### WHAT YOU NEED TO DO:
Gather every line of the listing below that contains the string "group". Letter case counts.

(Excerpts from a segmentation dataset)
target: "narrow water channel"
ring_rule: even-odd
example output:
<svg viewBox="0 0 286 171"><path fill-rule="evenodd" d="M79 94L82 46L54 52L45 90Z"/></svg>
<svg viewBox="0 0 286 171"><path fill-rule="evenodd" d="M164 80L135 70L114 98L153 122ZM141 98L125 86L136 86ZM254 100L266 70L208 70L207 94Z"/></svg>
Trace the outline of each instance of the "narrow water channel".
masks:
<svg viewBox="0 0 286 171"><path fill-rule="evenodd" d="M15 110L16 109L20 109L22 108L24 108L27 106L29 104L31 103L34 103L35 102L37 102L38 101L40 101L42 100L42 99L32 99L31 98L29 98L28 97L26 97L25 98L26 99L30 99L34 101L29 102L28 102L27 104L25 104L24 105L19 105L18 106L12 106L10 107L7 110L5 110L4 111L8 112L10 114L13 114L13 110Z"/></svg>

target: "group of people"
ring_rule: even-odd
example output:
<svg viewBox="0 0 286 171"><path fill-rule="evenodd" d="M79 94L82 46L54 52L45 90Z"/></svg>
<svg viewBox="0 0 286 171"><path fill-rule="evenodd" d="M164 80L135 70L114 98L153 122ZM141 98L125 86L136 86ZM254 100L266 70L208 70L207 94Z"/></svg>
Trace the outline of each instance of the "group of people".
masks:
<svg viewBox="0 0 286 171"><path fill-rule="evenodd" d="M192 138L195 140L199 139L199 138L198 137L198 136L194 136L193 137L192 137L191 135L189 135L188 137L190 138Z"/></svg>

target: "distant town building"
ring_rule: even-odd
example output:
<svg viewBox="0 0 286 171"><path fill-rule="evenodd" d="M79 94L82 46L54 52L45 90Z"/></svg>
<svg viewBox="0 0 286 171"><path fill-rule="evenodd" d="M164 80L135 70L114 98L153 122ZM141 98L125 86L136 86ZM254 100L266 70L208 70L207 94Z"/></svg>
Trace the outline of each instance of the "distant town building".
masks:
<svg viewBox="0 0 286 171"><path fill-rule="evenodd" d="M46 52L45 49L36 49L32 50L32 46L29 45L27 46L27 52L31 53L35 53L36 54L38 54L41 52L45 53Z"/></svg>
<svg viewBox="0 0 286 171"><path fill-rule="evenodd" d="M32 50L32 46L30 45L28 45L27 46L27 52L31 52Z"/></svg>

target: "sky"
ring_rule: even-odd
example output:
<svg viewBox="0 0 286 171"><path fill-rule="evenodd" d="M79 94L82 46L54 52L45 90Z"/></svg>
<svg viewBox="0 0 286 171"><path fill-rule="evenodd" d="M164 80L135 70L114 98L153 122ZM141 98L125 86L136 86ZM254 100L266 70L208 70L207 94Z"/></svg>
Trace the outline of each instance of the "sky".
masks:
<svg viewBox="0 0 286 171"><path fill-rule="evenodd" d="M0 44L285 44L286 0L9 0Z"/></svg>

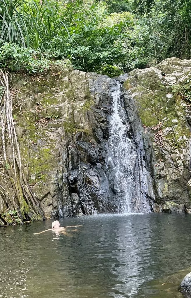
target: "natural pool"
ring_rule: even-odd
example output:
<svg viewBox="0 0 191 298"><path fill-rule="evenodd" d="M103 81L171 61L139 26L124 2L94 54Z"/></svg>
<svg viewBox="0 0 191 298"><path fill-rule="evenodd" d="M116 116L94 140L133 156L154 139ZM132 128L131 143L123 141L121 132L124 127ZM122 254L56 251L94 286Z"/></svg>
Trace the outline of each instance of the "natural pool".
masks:
<svg viewBox="0 0 191 298"><path fill-rule="evenodd" d="M191 271L191 215L64 218L61 225L83 226L70 236L33 235L53 221L0 228L0 297L184 297L177 288Z"/></svg>

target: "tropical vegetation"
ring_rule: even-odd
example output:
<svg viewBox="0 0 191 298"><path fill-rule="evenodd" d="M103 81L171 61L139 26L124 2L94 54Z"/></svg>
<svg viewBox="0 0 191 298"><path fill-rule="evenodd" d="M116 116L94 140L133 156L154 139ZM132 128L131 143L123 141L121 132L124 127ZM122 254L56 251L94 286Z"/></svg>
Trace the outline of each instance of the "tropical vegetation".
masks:
<svg viewBox="0 0 191 298"><path fill-rule="evenodd" d="M111 76L191 55L190 0L1 0L0 68Z"/></svg>

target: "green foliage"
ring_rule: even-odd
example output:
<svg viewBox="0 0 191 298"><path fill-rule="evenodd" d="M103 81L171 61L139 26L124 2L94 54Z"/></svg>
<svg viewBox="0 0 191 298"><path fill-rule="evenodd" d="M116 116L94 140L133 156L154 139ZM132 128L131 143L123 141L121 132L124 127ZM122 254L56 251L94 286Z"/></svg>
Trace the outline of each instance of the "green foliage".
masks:
<svg viewBox="0 0 191 298"><path fill-rule="evenodd" d="M191 102L191 79L188 79L183 85L176 85L173 88L174 94L183 99Z"/></svg>
<svg viewBox="0 0 191 298"><path fill-rule="evenodd" d="M123 72L119 69L117 66L108 65L104 66L100 71L100 73L106 74L110 77L118 77L123 73Z"/></svg>
<svg viewBox="0 0 191 298"><path fill-rule="evenodd" d="M190 0L1 0L0 67L43 71L54 60L112 75L191 55ZM111 74L110 72L111 72Z"/></svg>

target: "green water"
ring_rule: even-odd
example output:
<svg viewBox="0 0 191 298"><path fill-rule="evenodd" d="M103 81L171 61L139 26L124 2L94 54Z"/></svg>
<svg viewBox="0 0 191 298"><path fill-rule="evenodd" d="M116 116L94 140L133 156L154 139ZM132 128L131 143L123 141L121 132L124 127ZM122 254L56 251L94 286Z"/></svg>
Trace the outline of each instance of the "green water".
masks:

### REPLY TO THE TASK:
target: "group of people"
Trace the outline of each instance of the "group of people".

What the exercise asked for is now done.